[[ RECORDS FOR THE EXERCISE open ]]

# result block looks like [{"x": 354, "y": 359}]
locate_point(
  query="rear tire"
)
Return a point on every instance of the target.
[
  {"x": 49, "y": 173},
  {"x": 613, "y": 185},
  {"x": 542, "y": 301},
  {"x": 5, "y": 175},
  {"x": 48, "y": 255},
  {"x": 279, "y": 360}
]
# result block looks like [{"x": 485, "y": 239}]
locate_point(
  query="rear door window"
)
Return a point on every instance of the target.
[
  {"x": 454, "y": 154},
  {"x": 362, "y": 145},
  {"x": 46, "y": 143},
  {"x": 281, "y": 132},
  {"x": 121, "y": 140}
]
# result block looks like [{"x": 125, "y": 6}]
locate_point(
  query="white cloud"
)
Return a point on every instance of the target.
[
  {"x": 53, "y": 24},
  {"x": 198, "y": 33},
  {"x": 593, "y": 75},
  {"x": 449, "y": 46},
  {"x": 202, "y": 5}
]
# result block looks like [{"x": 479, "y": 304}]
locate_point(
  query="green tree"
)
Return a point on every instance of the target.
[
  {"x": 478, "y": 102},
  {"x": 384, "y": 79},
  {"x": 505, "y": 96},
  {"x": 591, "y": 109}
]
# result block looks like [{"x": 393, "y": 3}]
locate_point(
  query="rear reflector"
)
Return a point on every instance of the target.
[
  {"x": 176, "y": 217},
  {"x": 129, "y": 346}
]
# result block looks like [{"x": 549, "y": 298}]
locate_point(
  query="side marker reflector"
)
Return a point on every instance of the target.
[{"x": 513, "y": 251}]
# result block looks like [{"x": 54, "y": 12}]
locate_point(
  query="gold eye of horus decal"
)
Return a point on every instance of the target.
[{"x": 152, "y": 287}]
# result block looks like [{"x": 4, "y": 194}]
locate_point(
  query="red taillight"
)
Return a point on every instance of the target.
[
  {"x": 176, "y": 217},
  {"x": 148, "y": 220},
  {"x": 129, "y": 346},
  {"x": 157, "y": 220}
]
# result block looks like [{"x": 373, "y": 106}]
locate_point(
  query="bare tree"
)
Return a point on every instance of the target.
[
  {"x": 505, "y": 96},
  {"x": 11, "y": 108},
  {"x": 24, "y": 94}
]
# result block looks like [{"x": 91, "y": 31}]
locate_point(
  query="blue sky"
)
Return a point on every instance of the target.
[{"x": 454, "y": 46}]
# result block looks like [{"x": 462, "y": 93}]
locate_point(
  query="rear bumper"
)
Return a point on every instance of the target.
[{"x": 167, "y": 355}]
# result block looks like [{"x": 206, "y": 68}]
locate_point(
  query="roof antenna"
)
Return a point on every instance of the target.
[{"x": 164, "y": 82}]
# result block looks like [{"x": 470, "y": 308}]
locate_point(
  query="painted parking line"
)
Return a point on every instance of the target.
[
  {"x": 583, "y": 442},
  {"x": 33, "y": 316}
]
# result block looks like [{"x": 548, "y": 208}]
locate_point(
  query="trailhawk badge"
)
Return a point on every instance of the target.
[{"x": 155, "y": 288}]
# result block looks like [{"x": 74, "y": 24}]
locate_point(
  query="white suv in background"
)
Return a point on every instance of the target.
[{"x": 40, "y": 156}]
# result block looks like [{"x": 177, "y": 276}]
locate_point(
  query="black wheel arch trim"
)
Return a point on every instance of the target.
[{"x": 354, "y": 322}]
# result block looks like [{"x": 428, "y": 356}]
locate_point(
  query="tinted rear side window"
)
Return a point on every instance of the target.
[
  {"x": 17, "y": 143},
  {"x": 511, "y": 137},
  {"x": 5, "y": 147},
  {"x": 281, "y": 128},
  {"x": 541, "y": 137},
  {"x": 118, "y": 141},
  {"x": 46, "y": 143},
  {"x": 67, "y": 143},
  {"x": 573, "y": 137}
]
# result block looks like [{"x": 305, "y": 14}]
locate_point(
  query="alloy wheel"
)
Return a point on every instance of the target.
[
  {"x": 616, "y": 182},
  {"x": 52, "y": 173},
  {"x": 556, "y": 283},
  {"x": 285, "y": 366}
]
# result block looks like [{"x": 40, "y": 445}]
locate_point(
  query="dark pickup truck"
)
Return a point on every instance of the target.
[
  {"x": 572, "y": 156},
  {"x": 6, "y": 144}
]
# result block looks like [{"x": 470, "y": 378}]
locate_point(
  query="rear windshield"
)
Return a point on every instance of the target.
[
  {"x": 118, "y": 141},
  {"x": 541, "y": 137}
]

[[ RECORDS FOR THE EXERCISE closed ]]

- _EXERCISE GOAL_
Show each line in the listing above that has "rear".

- _TASK ANSWER_
  query="rear tire"
  query="rear door window"
  query="rear reflector"
  query="rear bumper"
  query="tinted rear side window"
  query="rear windshield"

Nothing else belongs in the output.